Roughly 120 miles of highway comprise some of New Mexico’s most scenic areas. They are designated the Jemez Mountain National Scenic Byway, and Michael and I had a recent opportunity to explore and take lots of pictures.
We left from Albuquerque on a sunny Friday morning, driving up to San Ysidro for our first stop. This is the only remaining village of the seven original “Pueblos de los Jemez” formed by the Spanish when they entered the area in the late 16th century.
The Jemez people migrated from the four corners region several hundred years earlier, and formed a thriving and peaceful series of pueblos. The Jemez nation had roughly 30,000 people when the Spanish arrived, but fighting and European diseases steadily reduced the population to about 3,000, where it remains today.
On the north end of the Jemez Pueblo is the Walatowa Visitor Center, which has a very nicely done museum (and gift shop) where one can learn much more about the Jemez peoples.
As one travels north along NM 4, the stark red rocks dominate the skyline. There are even car pull-out areas for photographers or just admirers of nature.
When you arrive at Jemez Springs, the Jemez State Monument is also well worth a stop. Run by the US Park Service, you can find the ruins of an ancient Jemez pueblo known as Giusewa and the remains of a 17th century Spanish mission named San Jose de Los Jemez. The short self-guided walking tour brings you right into a reconstructed kiva and the excavated remains of the expansive pueblo. You can also see the impressive mission. The indoor museum has some really nice historic pieces, some excavated from the site and others purposely made to demonstrate the skills of the Jemez peoples.
Slightly up the road, you will drive past the Soda Dam. The hot springs have deposited travertine over the centuries, and water pressure forced a hole into the travertine blockage, creating a most impressive sight from the highway. But take a few minutes, park nearby, and walk up to the top of the Soda Dam and maybe even take off your shoes and dip your toes into the warm water.
Beyond Soda Dam is Battleship Rock, which is a very large rock formation that has the appearance of the prow of a battleship. It dominates the skyline as one approaches from the south, and is framed by the 6,000 foot altitude clear skies and pine and aspen trees.

Supplied material ▸

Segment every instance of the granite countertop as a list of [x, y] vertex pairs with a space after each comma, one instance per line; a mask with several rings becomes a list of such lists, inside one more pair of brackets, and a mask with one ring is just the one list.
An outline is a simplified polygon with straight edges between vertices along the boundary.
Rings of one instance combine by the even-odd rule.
* * *
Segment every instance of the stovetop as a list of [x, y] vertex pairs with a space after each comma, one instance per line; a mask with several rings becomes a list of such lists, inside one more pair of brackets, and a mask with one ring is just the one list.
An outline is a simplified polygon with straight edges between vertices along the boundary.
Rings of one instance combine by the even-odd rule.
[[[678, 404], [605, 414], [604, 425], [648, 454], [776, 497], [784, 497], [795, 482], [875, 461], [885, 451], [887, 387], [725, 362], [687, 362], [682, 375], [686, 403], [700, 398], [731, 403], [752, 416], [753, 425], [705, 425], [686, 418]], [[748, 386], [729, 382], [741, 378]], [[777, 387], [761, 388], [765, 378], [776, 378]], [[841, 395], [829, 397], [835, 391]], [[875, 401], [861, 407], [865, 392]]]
==
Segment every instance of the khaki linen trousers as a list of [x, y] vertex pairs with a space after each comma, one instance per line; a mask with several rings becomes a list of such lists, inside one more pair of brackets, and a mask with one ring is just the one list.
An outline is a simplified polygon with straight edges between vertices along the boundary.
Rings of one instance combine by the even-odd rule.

Actions to take ▸
**a.** Copy the scenic byway text from "On the north" up to and including "about the Jemez peoples.", swapping "gift shop" for "bookstore".
**b.** According to the scenic byway text, how many people did the Jemez nation have when the Spanish arrived?

Answers given ▸
**a.**
On the north end of the Jemez Pueblo is the Walatowa Visitor Center, which has a very nicely done museum (and bookstore) where one can learn much more about the Jemez peoples.

**b.** Roughly 30,000 people.